▸ Aim of the exercise: The records that follow must be reproduced in full, exactly as written.

▸ Extracted information:
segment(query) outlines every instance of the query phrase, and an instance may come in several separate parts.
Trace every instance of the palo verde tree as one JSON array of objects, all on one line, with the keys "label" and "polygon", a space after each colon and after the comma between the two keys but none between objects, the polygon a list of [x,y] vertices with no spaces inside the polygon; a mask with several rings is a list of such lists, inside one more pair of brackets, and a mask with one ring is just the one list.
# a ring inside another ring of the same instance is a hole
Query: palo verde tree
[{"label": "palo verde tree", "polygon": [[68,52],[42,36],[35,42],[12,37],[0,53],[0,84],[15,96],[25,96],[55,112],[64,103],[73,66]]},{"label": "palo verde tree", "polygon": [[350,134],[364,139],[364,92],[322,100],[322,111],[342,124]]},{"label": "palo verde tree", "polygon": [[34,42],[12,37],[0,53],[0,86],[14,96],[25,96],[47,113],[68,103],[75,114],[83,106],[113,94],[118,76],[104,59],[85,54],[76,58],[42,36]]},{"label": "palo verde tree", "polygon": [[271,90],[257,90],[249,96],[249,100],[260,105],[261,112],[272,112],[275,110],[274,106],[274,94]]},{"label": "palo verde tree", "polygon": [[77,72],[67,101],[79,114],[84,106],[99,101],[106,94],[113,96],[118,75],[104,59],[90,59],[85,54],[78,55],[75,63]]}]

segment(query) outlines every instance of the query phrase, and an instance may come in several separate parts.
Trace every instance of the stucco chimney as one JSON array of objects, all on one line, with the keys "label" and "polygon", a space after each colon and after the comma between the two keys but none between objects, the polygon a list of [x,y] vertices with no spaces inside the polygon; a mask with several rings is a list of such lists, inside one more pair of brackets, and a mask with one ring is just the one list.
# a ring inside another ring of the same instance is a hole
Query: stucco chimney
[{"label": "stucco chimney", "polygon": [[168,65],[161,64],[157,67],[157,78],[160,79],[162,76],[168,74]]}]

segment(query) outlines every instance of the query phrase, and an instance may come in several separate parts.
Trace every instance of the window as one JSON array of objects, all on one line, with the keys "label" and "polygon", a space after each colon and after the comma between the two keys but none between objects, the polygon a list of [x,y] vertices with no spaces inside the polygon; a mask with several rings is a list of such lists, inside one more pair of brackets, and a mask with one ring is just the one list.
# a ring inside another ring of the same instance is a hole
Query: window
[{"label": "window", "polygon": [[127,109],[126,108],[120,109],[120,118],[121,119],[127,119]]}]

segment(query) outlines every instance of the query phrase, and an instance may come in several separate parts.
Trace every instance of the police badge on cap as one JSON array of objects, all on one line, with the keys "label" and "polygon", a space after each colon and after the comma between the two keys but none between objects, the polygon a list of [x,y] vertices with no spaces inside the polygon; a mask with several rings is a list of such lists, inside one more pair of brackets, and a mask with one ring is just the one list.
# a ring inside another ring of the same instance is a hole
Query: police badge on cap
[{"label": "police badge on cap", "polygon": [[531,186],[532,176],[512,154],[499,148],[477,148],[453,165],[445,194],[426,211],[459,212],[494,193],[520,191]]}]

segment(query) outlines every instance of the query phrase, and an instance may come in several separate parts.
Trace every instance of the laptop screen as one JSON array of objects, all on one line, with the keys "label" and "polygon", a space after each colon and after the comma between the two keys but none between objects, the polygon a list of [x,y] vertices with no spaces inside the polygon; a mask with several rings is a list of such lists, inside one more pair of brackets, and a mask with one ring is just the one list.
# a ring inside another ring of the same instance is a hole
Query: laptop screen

▸ Written answer:
segment(query) outlines every instance of the query phrase, and an instance may come in several separate parts.
Trace every instance of the palo verde tree as one JSON array of objects, all on one line, with the keys "label" and "polygon", a space after each colon and after the comma between the two keys but none between objects, the polygon a list of [x,y] vertices with no spaces inside the polygon; a mask with several rings is a list of such lists, inside one more pair of brackets, and a mask with one ring is just the one list.
# a ring inside another ring of the same instance is a hole
Query: palo verde tree
[{"label": "palo verde tree", "polygon": [[68,52],[42,36],[35,42],[12,37],[0,53],[0,84],[15,96],[25,96],[55,112],[64,103],[73,66]]},{"label": "palo verde tree", "polygon": [[350,134],[364,139],[364,92],[322,100],[322,111],[342,124]]},{"label": "palo verde tree", "polygon": [[34,42],[12,37],[0,53],[0,86],[14,96],[25,96],[47,113],[68,103],[75,114],[83,106],[113,94],[118,76],[104,59],[85,54],[76,58],[42,36]]},{"label": "palo verde tree", "polygon": [[271,90],[257,90],[249,96],[249,100],[260,105],[261,112],[272,112],[275,110],[274,106],[274,94]]},{"label": "palo verde tree", "polygon": [[77,72],[67,101],[79,114],[84,106],[99,101],[106,94],[113,96],[118,75],[104,59],[90,59],[85,54],[78,55],[75,63]]}]

segment(query) outlines every instance of the query phrase, and an instance may come in several separate parts.
Trace every instance of the stucco chimney as one JSON array of objects, all on one line, with the keys "label" and "polygon", a space after each colon and after the comma between the two keys but none between objects, the polygon a list of [x,y] vertices with no spaces inside the polygon; a mask with several rings is a list of such lists, inside one more pair of brackets, and a mask with one ring is just the one list.
# a ring inside another ring of the same instance is a hole
Query: stucco chimney
[{"label": "stucco chimney", "polygon": [[168,65],[161,64],[157,67],[157,78],[160,79],[162,76],[168,74]]}]

segment(query) outlines every instance of the query phrase, and an instance may come in several separate parts.
Trace every instance of the window as one JSON array of objects, all on one line, with the keys "label" and "polygon", a space after each colon and after the comma between the two keys but none between objects, the polygon a list of [x,y] vertices with no spaces inside the polygon; a mask with several rings is a list of such lists, inside one more pair of brackets, and a mask with one ring is just the one list.
# a ring inside another ring of the same instance is a hole
Query: window
[{"label": "window", "polygon": [[127,109],[126,108],[120,109],[120,118],[121,119],[127,119]]}]

segment(query) outlines every instance of the query phrase, and an instance may come in several separate parts.
Trace every instance of the police badge on cap as one JSON array of objects, all on one line, with the keys "label" and "polygon", a space after each colon and after the comma between the two keys but none between objects, the polygon a list of [x,y] vertices with no spaces inside the polygon; a mask with several rings is a list of such lists, inside one more pair of brackets, and a mask with one ring is just the one list.
# a ring inside another ring of the same instance is a hole
Query: police badge on cap
[{"label": "police badge on cap", "polygon": [[531,186],[532,176],[512,154],[499,148],[477,148],[453,165],[445,194],[426,211],[459,212],[494,193],[520,191]]}]

segment(query) outlines every instance of the query phrase, and an instance may come in several separate parts.
Trace every instance of the laptop screen as one JSON array of objects, all on one line, with the keys "label" and "polygon", a space after each colon and after the comma between the two keys but none between objects, the polygon a list of [x,y] vertices with no spaces inside the polygon; a mask with several rings is a list of such lists, inside one more pair of brackets, and a mask with one ring is just the one list.
# a ring inside another ring of the same instance is a hole
Query: laptop screen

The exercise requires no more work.